*Exercise brief*:
Every record below should be transcribed exactly. Omit the images.

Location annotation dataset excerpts
------------------------------------------------------------

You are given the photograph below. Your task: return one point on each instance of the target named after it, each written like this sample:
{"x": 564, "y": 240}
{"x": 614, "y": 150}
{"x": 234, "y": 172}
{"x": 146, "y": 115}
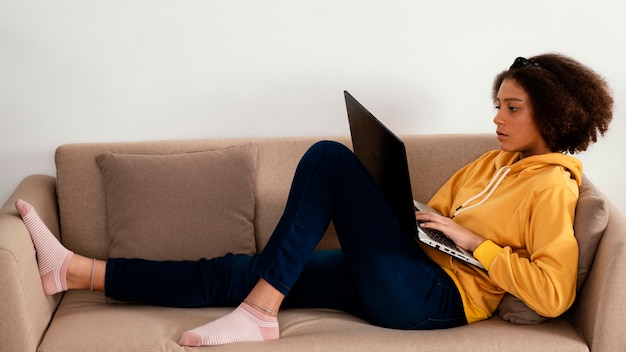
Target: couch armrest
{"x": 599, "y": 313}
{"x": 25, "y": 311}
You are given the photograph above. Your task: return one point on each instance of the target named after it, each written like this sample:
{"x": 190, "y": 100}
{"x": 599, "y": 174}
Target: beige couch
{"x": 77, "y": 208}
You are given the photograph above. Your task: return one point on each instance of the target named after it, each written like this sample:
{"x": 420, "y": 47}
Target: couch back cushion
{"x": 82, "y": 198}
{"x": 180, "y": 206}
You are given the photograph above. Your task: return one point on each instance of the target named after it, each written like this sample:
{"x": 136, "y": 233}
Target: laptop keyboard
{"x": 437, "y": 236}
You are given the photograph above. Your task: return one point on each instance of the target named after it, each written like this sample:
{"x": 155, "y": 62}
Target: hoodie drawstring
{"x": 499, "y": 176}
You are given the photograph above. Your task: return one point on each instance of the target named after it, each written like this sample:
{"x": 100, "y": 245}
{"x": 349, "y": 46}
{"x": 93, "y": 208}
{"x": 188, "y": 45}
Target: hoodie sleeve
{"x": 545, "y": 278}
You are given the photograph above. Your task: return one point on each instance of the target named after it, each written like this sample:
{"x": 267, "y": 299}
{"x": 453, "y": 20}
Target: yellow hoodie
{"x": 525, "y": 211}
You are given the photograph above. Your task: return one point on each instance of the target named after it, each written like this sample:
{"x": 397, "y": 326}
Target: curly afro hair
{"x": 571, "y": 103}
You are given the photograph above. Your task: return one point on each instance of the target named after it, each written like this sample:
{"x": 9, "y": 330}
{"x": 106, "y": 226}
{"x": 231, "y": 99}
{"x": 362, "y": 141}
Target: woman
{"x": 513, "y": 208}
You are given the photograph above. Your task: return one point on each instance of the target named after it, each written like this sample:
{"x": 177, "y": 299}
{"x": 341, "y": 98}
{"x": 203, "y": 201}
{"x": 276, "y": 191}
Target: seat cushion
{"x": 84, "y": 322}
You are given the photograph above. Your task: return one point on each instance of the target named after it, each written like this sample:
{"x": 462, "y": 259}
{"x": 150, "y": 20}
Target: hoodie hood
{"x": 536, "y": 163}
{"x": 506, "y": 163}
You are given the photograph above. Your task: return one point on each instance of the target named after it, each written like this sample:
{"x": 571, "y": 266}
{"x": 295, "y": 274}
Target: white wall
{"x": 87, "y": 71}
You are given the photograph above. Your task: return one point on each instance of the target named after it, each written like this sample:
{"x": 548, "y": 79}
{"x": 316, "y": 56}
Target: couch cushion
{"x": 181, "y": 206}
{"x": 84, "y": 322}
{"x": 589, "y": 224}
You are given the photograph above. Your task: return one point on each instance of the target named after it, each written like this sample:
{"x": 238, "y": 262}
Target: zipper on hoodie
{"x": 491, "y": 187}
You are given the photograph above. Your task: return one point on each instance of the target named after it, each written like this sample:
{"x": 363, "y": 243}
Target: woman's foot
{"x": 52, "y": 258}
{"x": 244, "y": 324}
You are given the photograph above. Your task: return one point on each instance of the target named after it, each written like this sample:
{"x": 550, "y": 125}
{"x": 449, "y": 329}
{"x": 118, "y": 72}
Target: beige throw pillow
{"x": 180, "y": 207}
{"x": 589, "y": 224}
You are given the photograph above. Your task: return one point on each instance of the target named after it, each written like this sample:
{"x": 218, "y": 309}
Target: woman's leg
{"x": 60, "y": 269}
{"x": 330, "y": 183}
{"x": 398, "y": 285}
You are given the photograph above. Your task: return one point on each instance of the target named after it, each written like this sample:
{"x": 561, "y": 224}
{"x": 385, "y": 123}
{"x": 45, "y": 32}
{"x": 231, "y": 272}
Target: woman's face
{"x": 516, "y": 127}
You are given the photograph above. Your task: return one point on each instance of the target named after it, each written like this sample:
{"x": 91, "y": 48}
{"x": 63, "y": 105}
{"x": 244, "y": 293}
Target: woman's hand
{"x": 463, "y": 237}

------------------------------------------------------------

*Output below*:
You are given the photograph below. Your task: return one point on each instance of the target named after it, each written like this sample:
{"x": 564, "y": 240}
{"x": 614, "y": 150}
{"x": 234, "y": 172}
{"x": 146, "y": 115}
Target: couch armrest
{"x": 599, "y": 313}
{"x": 25, "y": 311}
You are given the photograph above. Your task: return one point on each instance of the target named after it, each written like this sample:
{"x": 190, "y": 100}
{"x": 599, "y": 174}
Target: beige couch
{"x": 77, "y": 208}
You are given the photograph above. Your task: return one point on each instance of the target named after it, each written like this sample:
{"x": 420, "y": 47}
Target: couch back cushion
{"x": 82, "y": 198}
{"x": 180, "y": 206}
You are given the photograph above. Your task: return one point on each instance of the target named after it, each written like this sample:
{"x": 136, "y": 233}
Target: laptop keyboard
{"x": 437, "y": 236}
You are given the photograph above. Your task: return one point on each instance of the target named after it, each written like this sample:
{"x": 155, "y": 62}
Target: hoodie drawstring
{"x": 499, "y": 176}
You are given the photograph above. Your task: return one point on each instance of the target named after it, each written like this sample:
{"x": 100, "y": 245}
{"x": 349, "y": 46}
{"x": 93, "y": 208}
{"x": 188, "y": 45}
Target: hoodie sleeve
{"x": 545, "y": 278}
You are given the photograph above. Your task: return one point on each instance of the target named after it, each written like this sample:
{"x": 267, "y": 299}
{"x": 453, "y": 20}
Target: yellow hoodie
{"x": 525, "y": 211}
You are given the photograph above. Your task: return one point on each instance of the target named after it, each written like this sample:
{"x": 397, "y": 326}
Target: curly afro hair
{"x": 571, "y": 103}
You are given the photograph above. Your task: return one point on each instance of the target named after it, each written like this sample:
{"x": 9, "y": 330}
{"x": 106, "y": 226}
{"x": 231, "y": 99}
{"x": 362, "y": 141}
Target: woman
{"x": 513, "y": 208}
You are given the photograph above. Your task: return one point on each instance of the target named after it, each written like this sample:
{"x": 177, "y": 299}
{"x": 341, "y": 98}
{"x": 203, "y": 201}
{"x": 276, "y": 191}
Target: seat cushion
{"x": 84, "y": 322}
You are given the photograph above. Your task: return one point on each instance of the target named after it, each written like this sample:
{"x": 462, "y": 259}
{"x": 150, "y": 20}
Target: hoodie hood
{"x": 536, "y": 163}
{"x": 506, "y": 163}
You are given the photograph above. Your task: return one point on each instance of the target named after it, each written like this sample:
{"x": 571, "y": 266}
{"x": 295, "y": 274}
Target: white wall
{"x": 87, "y": 71}
You are given the photograph above. Your task: return one point on each instance of the target named after it, each written like this sample:
{"x": 548, "y": 79}
{"x": 316, "y": 56}
Target: couch cushion
{"x": 181, "y": 206}
{"x": 84, "y": 322}
{"x": 589, "y": 224}
You are given the photograph above. Your task: return one point on each instance of the target named after it, each written like this sample:
{"x": 238, "y": 262}
Target: zipper on hoodie
{"x": 491, "y": 187}
You are given the photograph above. Your task: return one point on each instance of the target named after it, each written like this sample:
{"x": 363, "y": 243}
Target: woman's foot
{"x": 52, "y": 258}
{"x": 244, "y": 324}
You are given the photograph above. Your task: return one point on each instance of the target named after it, each written like this sample:
{"x": 550, "y": 125}
{"x": 449, "y": 329}
{"x": 118, "y": 72}
Target: beige throw pillow
{"x": 180, "y": 207}
{"x": 589, "y": 224}
You are given the photograph above. Your task: return one point on each instance of the target named after it, each written like this sample:
{"x": 218, "y": 309}
Target: woman's leg
{"x": 60, "y": 269}
{"x": 330, "y": 183}
{"x": 398, "y": 285}
You are given the photograph above. Your task: return one point on each instance of the target named after it, each written like this sample:
{"x": 561, "y": 224}
{"x": 385, "y": 123}
{"x": 45, "y": 32}
{"x": 231, "y": 272}
Target: woman's face
{"x": 516, "y": 127}
You are given the photograph above. Your task: return one point on each instance of the target named after it, each written like this sample:
{"x": 91, "y": 48}
{"x": 63, "y": 105}
{"x": 244, "y": 293}
Target: woman's hand
{"x": 463, "y": 237}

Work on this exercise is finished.